*Exercise objective:* Edit the rows from the line with "one marker per instance, written like [316,480]" to the line with "Target: short dark hair", replacing "dark" with "black" and leaving everything else unchanged. Give only those rows.

*Data provided:*

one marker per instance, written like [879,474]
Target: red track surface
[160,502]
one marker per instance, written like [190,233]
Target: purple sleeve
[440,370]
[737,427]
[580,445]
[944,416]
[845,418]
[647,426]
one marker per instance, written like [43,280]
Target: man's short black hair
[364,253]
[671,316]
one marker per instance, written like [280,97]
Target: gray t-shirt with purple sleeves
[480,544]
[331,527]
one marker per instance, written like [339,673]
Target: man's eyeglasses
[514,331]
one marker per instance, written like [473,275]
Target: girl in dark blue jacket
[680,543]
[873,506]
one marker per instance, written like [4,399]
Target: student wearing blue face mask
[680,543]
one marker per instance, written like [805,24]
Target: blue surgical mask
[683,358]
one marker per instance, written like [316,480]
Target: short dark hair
--
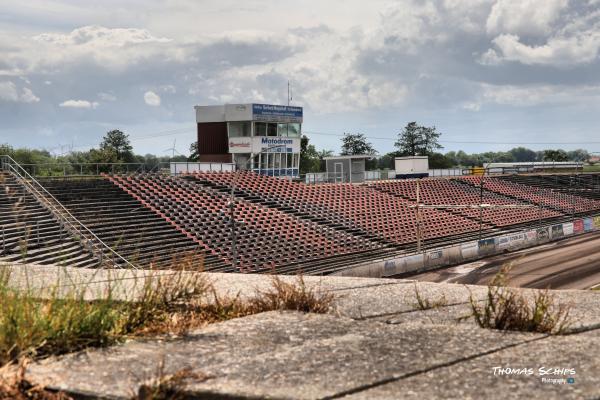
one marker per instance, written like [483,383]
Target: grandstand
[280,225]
* * *
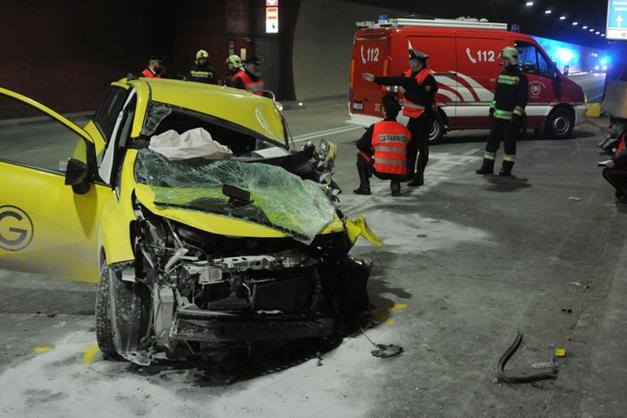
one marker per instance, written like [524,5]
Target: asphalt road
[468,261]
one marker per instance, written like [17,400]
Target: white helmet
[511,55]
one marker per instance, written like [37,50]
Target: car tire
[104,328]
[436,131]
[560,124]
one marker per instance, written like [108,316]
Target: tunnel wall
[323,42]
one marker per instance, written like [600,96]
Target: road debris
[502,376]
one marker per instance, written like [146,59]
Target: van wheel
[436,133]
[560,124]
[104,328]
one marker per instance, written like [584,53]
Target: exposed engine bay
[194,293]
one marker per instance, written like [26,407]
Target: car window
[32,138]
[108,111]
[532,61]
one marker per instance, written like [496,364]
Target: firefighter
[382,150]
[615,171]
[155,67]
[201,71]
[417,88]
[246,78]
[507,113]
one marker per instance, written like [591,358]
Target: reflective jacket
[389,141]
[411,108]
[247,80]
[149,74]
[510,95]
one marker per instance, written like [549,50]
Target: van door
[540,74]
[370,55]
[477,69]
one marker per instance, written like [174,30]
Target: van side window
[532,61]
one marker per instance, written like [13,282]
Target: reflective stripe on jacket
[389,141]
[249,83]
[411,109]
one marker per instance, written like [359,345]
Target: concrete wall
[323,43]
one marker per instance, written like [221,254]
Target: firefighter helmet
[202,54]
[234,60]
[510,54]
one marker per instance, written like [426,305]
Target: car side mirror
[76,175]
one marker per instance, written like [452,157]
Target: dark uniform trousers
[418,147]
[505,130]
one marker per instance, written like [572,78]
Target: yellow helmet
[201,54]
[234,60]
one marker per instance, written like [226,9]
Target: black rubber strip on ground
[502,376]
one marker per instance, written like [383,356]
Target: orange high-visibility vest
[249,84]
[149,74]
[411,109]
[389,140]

*Answer below:*
one marker per instance, written like [316,480]
Target: short black hair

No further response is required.